(Stored data)
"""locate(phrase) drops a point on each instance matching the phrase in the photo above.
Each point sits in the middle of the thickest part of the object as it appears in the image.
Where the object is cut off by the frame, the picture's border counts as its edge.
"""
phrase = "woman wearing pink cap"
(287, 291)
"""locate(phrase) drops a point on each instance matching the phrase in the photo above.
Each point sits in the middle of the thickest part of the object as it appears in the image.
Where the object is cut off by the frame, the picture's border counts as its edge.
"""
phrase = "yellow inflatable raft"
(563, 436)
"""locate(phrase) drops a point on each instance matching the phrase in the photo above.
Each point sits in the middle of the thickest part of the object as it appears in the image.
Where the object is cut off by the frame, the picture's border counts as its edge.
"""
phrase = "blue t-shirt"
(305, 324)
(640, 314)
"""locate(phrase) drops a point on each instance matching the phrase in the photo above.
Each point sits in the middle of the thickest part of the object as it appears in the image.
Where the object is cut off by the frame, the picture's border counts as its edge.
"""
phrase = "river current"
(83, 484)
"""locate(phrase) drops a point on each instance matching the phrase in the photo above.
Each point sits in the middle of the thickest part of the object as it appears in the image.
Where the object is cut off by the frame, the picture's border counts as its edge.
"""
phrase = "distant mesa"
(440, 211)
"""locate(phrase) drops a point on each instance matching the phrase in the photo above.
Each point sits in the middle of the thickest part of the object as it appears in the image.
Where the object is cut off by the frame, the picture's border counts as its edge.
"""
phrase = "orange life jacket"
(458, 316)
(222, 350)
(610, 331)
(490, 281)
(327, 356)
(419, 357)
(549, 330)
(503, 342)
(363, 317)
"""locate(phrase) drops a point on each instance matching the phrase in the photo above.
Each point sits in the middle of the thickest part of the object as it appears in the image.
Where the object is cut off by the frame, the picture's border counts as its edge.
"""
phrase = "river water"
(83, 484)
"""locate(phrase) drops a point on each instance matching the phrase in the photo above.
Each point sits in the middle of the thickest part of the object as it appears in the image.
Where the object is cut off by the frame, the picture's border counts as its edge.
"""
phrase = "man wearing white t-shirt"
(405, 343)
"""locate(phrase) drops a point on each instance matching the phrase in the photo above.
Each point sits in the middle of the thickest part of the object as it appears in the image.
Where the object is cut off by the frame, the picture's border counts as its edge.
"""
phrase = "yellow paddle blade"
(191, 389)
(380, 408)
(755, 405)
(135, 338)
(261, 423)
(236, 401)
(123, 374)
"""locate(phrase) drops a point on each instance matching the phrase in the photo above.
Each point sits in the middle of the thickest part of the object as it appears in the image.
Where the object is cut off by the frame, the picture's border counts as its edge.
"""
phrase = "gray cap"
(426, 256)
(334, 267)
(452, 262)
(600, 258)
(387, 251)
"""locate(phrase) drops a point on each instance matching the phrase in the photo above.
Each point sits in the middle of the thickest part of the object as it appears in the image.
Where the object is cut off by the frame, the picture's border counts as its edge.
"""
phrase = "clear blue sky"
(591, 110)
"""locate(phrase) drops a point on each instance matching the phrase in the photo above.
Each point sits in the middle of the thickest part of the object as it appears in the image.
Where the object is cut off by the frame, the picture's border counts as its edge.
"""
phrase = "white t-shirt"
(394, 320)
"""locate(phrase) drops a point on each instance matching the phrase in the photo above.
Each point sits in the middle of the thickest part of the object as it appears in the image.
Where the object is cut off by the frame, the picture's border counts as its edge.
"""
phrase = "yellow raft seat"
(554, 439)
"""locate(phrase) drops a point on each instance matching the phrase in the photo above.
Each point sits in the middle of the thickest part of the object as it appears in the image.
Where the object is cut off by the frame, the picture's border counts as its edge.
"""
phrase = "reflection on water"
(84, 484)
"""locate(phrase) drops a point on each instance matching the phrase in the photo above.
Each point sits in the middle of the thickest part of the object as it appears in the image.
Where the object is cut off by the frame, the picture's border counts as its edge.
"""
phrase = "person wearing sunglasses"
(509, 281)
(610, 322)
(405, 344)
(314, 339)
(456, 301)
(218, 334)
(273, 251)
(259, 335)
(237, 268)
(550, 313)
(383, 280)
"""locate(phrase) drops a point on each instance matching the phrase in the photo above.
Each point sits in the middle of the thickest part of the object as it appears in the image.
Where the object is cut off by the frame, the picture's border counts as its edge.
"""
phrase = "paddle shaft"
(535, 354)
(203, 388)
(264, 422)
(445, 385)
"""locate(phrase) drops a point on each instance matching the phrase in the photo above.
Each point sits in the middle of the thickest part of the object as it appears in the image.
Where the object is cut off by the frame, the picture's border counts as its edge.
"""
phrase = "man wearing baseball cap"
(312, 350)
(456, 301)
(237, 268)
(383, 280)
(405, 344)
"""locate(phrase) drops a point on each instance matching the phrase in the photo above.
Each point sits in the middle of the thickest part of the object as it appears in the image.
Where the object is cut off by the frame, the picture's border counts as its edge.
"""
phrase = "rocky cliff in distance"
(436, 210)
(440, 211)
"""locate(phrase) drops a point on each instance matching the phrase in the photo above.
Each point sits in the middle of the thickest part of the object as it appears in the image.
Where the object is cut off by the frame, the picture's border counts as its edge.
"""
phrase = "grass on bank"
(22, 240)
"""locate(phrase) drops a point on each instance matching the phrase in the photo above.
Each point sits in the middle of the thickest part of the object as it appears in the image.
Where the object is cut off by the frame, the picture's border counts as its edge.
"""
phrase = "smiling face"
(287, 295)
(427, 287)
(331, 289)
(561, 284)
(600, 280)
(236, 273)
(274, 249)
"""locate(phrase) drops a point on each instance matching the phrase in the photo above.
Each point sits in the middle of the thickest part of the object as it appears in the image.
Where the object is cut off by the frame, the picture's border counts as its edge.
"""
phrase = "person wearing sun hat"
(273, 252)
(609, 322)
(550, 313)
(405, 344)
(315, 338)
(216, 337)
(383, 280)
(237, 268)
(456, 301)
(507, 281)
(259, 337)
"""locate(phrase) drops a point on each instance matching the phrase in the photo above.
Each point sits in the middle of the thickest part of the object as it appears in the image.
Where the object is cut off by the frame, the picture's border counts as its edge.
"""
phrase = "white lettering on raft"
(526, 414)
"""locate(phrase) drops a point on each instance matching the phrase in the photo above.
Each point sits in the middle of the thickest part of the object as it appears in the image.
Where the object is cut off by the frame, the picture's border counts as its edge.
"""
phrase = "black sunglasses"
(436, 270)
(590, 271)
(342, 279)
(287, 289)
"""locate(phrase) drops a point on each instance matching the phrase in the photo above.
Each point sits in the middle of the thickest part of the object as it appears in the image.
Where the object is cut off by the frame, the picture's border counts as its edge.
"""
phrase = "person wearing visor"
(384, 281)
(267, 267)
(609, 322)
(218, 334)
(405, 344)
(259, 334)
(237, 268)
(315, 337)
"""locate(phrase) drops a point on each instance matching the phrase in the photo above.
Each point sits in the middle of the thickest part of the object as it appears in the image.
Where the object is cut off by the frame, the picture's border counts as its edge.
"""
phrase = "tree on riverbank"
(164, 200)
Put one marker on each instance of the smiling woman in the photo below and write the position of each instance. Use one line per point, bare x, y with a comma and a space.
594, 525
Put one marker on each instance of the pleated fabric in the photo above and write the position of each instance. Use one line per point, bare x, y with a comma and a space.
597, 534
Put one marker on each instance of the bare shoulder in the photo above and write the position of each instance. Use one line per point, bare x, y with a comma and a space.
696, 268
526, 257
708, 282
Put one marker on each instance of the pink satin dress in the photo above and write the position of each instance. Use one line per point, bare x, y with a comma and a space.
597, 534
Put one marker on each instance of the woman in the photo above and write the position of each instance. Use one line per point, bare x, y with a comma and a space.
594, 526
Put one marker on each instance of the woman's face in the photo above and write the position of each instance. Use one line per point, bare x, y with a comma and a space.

What you should do:
Return the whole of the data, character for character.

Your response:
"""locate(phrase) drops a point on each instance matching the phrase in the photo above.
Each point sits in the middle of the thickest part of the object as it appears in the image.
Where the object is cut off by the frame, the picture's border counts as its edge.
"""
phrase = "woman wearing pink cap"
(287, 291)
"""locate(phrase) drops a point on each instance matching the phrase in the photo above.
Each point sits in the middle of the thickest part of the object as it appears in the image.
Where the object is cut off by the frame, the picture's border counts as its edge.
"""
phrase = "yellow inflatable raft"
(563, 436)
"""locate(phrase) drops a point on each instance matching the phrase in the photo above.
Each point sits in the middle of the thickest part of the object as it appears in the image.
Where the object is cut off by the frame, the picture's border counts as its edge.
"""
phrase = "blue t-shirt"
(305, 324)
(640, 314)
"""locate(phrase) drops a point on each instance matching the phrase in the photo above.
Each point sits in the middle of the thickest part of the object as it appears in the image.
Where the object is cut off by the frame, the picture's border counts as its edge.
"""
phrase = "river current"
(83, 484)
"""locate(phrase) drops a point on each instance matching the phrase in the photo above.
Each point sits in the middle of the thickest part of the object as it appears in the image.
Where the object is cut off by the frame, the picture's border counts as its edge.
"""
phrase = "distant mesa"
(440, 211)
"""locate(phrase) drops a point on each instance matching the phrase in the photo above.
Each point sits in the middle of the thickest part of the object as it appears in the image.
Where the object is cut off by the frame, the picture's border counts as its edge.
"""
phrase = "orange life jacket"
(458, 316)
(222, 350)
(610, 331)
(490, 281)
(327, 356)
(419, 357)
(549, 330)
(503, 342)
(363, 317)
"""locate(phrase) drops a point on each instance matching the phrase in the photo above.
Each point sits in the middle of the thickest part of the object as it appears in the image.
Where the object is cut off by the frame, the picture's border counts as its edge.
"""
phrase = "river water"
(83, 484)
"""locate(phrase) drops a point on each instance matching the phrase in the photo above.
Each point sits in the middle of the thickest part of the object as it appears in the image.
Where the object is cut off by the frame, the picture's border counts as its edge.
"""
phrase = "man wearing white t-shirt"
(405, 343)
"""locate(phrase) drops a point on each instance matching the phrase in the photo above.
Each point sits in the middle of the thickest part of the object as it appears in the image.
Where the object is cut off by the frame, the picture's border counts as its edge.
"""
phrase = "yellow paddle blade"
(191, 389)
(380, 408)
(755, 405)
(135, 338)
(261, 423)
(236, 401)
(123, 374)
"""locate(phrase) drops a point on each instance matching the phrase in the photo above.
Each point sits in the middle of the thickest part of the object as it appears in the image.
Where the object is cut off by the frame, the picture's border counts as its edge.
"""
phrase = "gray cap"
(426, 256)
(334, 267)
(452, 262)
(600, 258)
(387, 251)
"""locate(phrase) drops a point on each instance matching the phrase in the photo above.
Each point sits in the middle of the thickest part of the object as it appears in the image.
Where the object is cut off by the frame, the picture's border counts as its edge.
"""
phrase = "clear blue sky"
(591, 110)
"""locate(phrase) drops a point on each instance matching the phrase in the photo above.
Each point sits in the middle of the thickest part of the object as it appears in the image.
Where the object is cut off by the frame, the picture's border counts as its edge.
"""
phrase = "white t-shirt"
(394, 320)
"""locate(phrase) drops a point on each instance matching the phrase in the photo above.
Each point sits in the middle of the thickest part of the object as it appears in the image.
Where the object is cut off by the frame, the picture's border counts as its edge.
"""
phrase = "yellow raft seat"
(554, 439)
"""locate(phrase) drops a point on each instance matching the phrase in the photo above.
Each point sits in the middle of the thickest part of the object as it appears in the image.
Where the object is cut off by the frame, the picture's border counts as its edge.
"""
phrase = "reflection on water"
(84, 484)
"""locate(phrase) drops a point on each instance matching the phrase in the photo above.
Each point sits in the middle of the thickest part of the object as it appears in the image.
Where the object is cut off by the frame, the picture's border counts as its edge.
"""
phrase = "person wearing sunglasses"
(509, 281)
(610, 322)
(405, 344)
(314, 339)
(456, 301)
(218, 334)
(273, 251)
(259, 335)
(237, 268)
(550, 313)
(383, 280)
"""locate(phrase) drops a point on each instance matching the phrase in the photo above.
Each point sits in the middle of the thickest part of the object as it appears in the image.
Where the object is cut off by the frame, the picture's border counts as its edge.
"""
phrase = "paddle shaft"
(535, 354)
(203, 388)
(264, 422)
(445, 385)
"""locate(phrase) drops a point on each instance matching the phrase in the photo above.
Each point sits in the middle of the thickest part of the object as it appears in the image.
Where the object is cut off by the frame, the picture's border counts as its edge.
"""
phrase = "man wearing baseball cap"
(312, 350)
(456, 301)
(237, 268)
(383, 280)
(405, 344)
"""locate(phrase) drops a point on each instance matching the phrase in the photo above.
Each point sits in the middle of the thickest part of the object as it appears in the image.
Where the object is cut off by the frame, the picture's border counts as its edge.
"""
phrase = "rocky cliff in distance"
(436, 210)
(440, 211)
"""locate(phrase) drops a point on each instance matching the phrase in the photo above.
Each point sits in the middle of the thickest part of the object as it appears in the image.
Where the object is cut off by the frame, the picture's border counts as its edge.
"""
phrase = "grass on bank"
(22, 240)
"""locate(phrase) drops a point on each instance matching the phrase in the photo above.
Each point sits in the middle of the thickest part of the object as it appears in the image.
Where the object is cut off by the frame, the picture's border counts as its edge.
"""
phrase = "smiling face"
(287, 295)
(427, 287)
(331, 289)
(561, 284)
(600, 280)
(236, 273)
(274, 249)
"""locate(phrase) drops a point on each instance matching the phrase in the photo above.
Each point sits in the middle of the thickest part of the object as it appears in the image.
Where the object is cut off by the frame, the picture's border counts as its edge.
"""
phrase = "person wearing sun hat"
(273, 252)
(609, 322)
(550, 313)
(405, 344)
(315, 338)
(216, 337)
(383, 280)
(237, 268)
(456, 301)
(507, 281)
(259, 337)
"""locate(phrase) drops a point on each instance matching the phrase in the photo above.
Each point sits in the middle of the thickest part of the object as it appears in the image.
Where the object is cut off by the frame, the picture's border counts as its edge.
"""
phrase = "white lettering on raft"
(526, 414)
"""locate(phrase) drops a point on each instance matching the phrase in the photo above.
Each point sits in the middle of the thickest part of the object as it appears in the image.
Where the object is cut off by the frame, the picture's border counts as its edge.
"""
phrase = "black sunglasses"
(436, 270)
(590, 271)
(342, 279)
(287, 289)
"""locate(phrase) drops a point on each instance matching the phrase in the photo above.
Each point sits in the middle of the thickest part of the object as it appears in the image.
Where the object is cut off by the frame, the picture's border counts as its edge.
"""
phrase = "person wearing visor"
(384, 281)
(267, 267)
(609, 322)
(218, 334)
(405, 344)
(259, 334)
(237, 268)
(315, 337)
"""locate(phrase) drops a point on each instance matching the phrase in the photo above.
Each point sits in the middle of the thickest part of the object as it appears in the image.
Where the object is cut off by the frame, the picture's border counts as its edge.
"""
phrase = "tree on riverbank"
(164, 200)
Put one marker on each instance of the smiling woman in the photo below and write the position of each instance. Use one line per point, bare x, y with a comma and a space.
594, 525
Put one marker on each instance of the pleated fabric in the photo above and write the position of each instance. Use one line per point, bare x, y with a comma and a space.
597, 534
Put one marker on each instance of the bare shoulder in the photo above and write the position of each instance. Use one line per point, bare x, y with a comma and a space.
696, 268
526, 257
708, 282
Put one marker on each instance of the pink satin dress in the photo above and write the position of each instance. Use one line per point, bare x, y with a comma and a space.
597, 534
Put one marker on each instance of the woman in the photo above and write the position of each instance. Use one line per point, bare x, y with a comma and a space.
594, 526
Put one marker on each instance of the woman's face in the photo above and write the position of each instance. Use one line per point, bare x, y with a comma and a space.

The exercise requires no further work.